What you should do: Rewrite the lines below as a Markdown table with two columns, "Row" for the row number and "Text" for the line itself, omitting any blank lines.

Available records:
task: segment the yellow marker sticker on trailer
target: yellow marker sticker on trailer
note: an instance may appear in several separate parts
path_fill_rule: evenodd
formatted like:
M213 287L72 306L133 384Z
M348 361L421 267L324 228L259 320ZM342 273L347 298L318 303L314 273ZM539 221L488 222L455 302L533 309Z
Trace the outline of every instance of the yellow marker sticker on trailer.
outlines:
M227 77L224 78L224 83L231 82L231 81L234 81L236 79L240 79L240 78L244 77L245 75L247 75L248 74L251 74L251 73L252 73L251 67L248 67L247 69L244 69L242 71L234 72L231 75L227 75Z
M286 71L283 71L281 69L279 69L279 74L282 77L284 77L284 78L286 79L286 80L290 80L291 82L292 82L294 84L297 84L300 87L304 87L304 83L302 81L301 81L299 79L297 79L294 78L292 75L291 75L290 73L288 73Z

Answer in full:
| Row | Text |
|---|---|
| 1 | task: segment the yellow marker sticker on trailer |
| 2 | target: yellow marker sticker on trailer |
| 3 | note: an instance may appear in several separate parts |
| 4 | path_fill_rule: evenodd |
| 5 | formatted like: |
| 6 | M213 287L72 306L133 384Z |
| 7 | M348 361L421 267L324 228L259 320ZM342 273L347 298L318 303L314 273ZM539 221L488 222L455 302L533 309Z |
| 8 | Trace the outline of every instance of the yellow marker sticker on trailer. |
| 9 | outlines: |
| 10 | M227 77L224 78L224 83L231 82L231 81L234 81L236 79L240 79L240 78L244 77L245 75L247 75L248 74L251 74L251 73L252 73L251 67L248 67L247 69L244 69L242 71L234 72L231 75L227 75Z |
| 11 | M286 71L283 71L281 69L279 69L279 74L282 77L284 77L284 78L286 79L286 80L290 80L291 82L292 82L294 84L297 84L300 87L304 87L304 83L302 81L301 81L299 79L297 79L294 78L292 75L291 75L290 73L288 73Z |